(Задания)
1. Выпишите все личные имена и фамилии, упомянутые в исходном фрагменте, в порядке их появления.
2. Верните без изменений строки датасета с самого начала до строки, содержащей «POLYGON ((79 399, 113», включительно.

----- Исходный фрагмент -----

Великобритания и Франция направили только формальные ноты протеста Германии в связи с варварскими акциями на её территории. В Советском Союзе в ответ на антиеврейский террор ограничились проведением организованных митингов советской общественности. Наиболее резонансный из них — в Большом зале Московской государственной консерватории, 15 ноября транслировался по Всесоюзному радио. Массовые митинги прошли тогда по всей стране, но в том же ноябре они были прекращены. Многочисленных ораторов, поднявших свой голос против фашизма, отличала одна необъяснимая особенность. Осуждая бесчеловечный характер фашистского режима, никто из выступавших, словно по команде, никогда не называл имена тех, кто этот режим возглавлял и нёс всю ответственность за средневековое мракобесие происходящего в нацистской Германии. Более чем через полвека появилась возможность узнать причину такой относительной безадресности тех пламенных выступлений.
В 1933 г., когда в Германии шёл суд над «поджигателями» Рейхстага, советское руководство подготовило постановление «О печати в связи с процессом о поджоге Рейхстага». В нём есть примечательный абзац: «Газеты должны широко использовать материалы «Коричневой книги», материалы международной следственной комиссии, а также данные, появляющиеся в прессе за границей и разоблачающие как фашистскую инсценировку пожара Рейхстага, так и фашистскую инсценировку суда над Толглером и болгарскими коммунистами. При этом «Известия» не печатают материалов в той части, в какой они касаются лично членов германского правительства». Это постановление не увидело свет, но негласный запрет на критику «лично членов германского правительства» с тех пор неукоснительно и повсеместно выполнялся вплоть до нападения Германии на Советский Союз. Никто, разумеется, не посмел оспорить столь неоднозначное решение кремлёвского властелина, мотивы которого он никому не раскрывал. Поэтому и в призывах ЦК ВКП(б), своего рода индикаторах советской политики, которые дважды в год — 1 мая и 7 ноября публиковались в печати, никогда, вплоть до 22 июня 1941 г., не было лозунгов, в которых содержалось осуждение лично Гитлера. Точно так же, как не встречались и такие словосочетания, как гитлеровский режим или гитлеровская диктатура. Сталин зорко следил и за тем, чтобы не появлялись официальные воззвания, которые даже косвенно могли задеть германского фюрера. Российский историк Леонид Максименков, исследуя документы из архива Политбюро и сталинского «личного фонда», тщательно изучал редакторские правки, которые собственноручно делал советский вождь на упомянутых пропагандистских материалах, в обязательном порядке предоставлявшихся ему на утверждение. Изучение вносимых им корректур привело учёного к поразительному выводу: все (!) предвоенные годы Сталин «постоянно и сознательно снижал градус антигитлеровских настроений».

----- Строки датасета -----

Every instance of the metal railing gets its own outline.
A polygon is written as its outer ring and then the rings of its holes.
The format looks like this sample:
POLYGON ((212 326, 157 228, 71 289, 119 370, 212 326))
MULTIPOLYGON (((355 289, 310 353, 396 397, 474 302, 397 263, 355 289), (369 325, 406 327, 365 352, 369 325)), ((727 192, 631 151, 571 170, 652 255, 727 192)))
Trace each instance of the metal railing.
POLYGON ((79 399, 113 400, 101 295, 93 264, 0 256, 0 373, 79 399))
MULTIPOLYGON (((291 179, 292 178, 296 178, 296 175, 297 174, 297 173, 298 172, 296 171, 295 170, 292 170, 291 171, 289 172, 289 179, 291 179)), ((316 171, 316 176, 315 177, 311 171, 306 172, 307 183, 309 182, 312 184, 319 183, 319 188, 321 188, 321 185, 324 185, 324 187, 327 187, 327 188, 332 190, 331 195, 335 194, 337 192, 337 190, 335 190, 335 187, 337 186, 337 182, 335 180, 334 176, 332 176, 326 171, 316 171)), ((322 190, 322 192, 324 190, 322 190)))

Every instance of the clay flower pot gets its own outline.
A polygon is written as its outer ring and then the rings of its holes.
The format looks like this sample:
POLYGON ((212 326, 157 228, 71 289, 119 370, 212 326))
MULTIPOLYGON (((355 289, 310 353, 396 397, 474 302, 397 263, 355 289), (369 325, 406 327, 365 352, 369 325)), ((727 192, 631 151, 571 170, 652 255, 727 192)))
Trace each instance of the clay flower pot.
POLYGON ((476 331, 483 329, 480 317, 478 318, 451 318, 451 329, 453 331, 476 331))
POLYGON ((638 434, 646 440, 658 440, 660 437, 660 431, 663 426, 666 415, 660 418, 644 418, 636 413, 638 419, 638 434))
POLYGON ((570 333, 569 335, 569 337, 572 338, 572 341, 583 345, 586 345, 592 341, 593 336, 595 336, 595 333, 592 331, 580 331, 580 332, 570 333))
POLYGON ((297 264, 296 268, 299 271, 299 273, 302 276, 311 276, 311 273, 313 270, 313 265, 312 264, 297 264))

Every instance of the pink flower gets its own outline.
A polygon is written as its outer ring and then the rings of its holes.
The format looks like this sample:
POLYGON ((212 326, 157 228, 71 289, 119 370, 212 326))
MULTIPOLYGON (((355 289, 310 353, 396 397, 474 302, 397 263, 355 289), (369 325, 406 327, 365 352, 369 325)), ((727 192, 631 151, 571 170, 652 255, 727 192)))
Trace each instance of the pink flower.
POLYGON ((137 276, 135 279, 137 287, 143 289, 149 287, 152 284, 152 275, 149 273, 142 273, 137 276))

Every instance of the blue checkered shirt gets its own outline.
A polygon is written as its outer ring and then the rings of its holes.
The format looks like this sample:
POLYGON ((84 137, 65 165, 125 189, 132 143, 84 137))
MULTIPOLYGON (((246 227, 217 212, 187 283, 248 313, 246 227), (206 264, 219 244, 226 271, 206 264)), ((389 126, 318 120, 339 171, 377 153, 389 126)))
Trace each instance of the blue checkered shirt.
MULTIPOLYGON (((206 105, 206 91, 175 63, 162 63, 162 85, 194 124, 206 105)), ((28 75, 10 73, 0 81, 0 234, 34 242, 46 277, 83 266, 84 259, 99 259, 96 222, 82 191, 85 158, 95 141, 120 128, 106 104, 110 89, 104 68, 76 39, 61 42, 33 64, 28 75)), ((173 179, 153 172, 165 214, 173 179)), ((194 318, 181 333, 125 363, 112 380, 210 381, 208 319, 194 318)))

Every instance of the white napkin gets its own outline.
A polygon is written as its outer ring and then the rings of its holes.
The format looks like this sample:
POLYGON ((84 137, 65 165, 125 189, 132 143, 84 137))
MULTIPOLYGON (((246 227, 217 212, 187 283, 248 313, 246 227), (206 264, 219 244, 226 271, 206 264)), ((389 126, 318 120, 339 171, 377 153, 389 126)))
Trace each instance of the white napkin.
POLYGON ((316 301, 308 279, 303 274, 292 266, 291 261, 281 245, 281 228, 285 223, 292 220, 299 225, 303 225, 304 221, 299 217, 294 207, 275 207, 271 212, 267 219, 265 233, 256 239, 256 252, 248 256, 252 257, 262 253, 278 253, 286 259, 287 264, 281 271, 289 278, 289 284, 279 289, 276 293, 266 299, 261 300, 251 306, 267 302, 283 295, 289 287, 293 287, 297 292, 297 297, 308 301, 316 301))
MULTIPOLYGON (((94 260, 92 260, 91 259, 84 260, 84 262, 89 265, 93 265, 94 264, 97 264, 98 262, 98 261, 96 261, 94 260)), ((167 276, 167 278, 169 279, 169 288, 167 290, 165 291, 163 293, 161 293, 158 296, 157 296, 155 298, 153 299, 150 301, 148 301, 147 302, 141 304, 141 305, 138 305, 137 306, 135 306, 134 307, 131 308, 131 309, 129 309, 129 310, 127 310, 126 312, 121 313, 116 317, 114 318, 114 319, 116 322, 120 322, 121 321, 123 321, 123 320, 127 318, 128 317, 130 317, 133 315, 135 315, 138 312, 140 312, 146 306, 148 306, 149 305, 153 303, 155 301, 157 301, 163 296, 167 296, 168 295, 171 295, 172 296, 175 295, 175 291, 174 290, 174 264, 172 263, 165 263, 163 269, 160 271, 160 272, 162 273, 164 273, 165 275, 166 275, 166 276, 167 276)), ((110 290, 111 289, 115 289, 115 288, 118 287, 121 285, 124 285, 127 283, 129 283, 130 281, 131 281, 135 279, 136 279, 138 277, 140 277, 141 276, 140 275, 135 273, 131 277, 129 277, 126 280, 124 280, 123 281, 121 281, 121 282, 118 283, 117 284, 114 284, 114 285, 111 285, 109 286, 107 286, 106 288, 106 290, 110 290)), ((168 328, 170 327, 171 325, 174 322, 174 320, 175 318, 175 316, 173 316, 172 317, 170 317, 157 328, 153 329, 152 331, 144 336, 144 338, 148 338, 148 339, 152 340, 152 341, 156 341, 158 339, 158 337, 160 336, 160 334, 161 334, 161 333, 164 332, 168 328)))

-----

(Ответы)
1. Толглер, Гитлер, Сталин, Леонид Максименков.

2.
Every instance of the metal railing gets its own outline.
A polygon is written as its outer ring and then the rings of its holes.
The format looks like this sample:
POLYGON ((212 326, 157 228, 71 289, 119 370, 212 326))
MULTIPOLYGON (((355 289, 310 353, 396 397, 474 302, 397 263, 355 289), (369 325, 406 327, 365 352, 369 325)), ((727 192, 631 151, 571 170, 652 255, 727 192)))
Trace each instance of the metal railing.
POLYGON ((79 399, 113 400, 101 295, 93 264, 0 256, 0 373, 79 399))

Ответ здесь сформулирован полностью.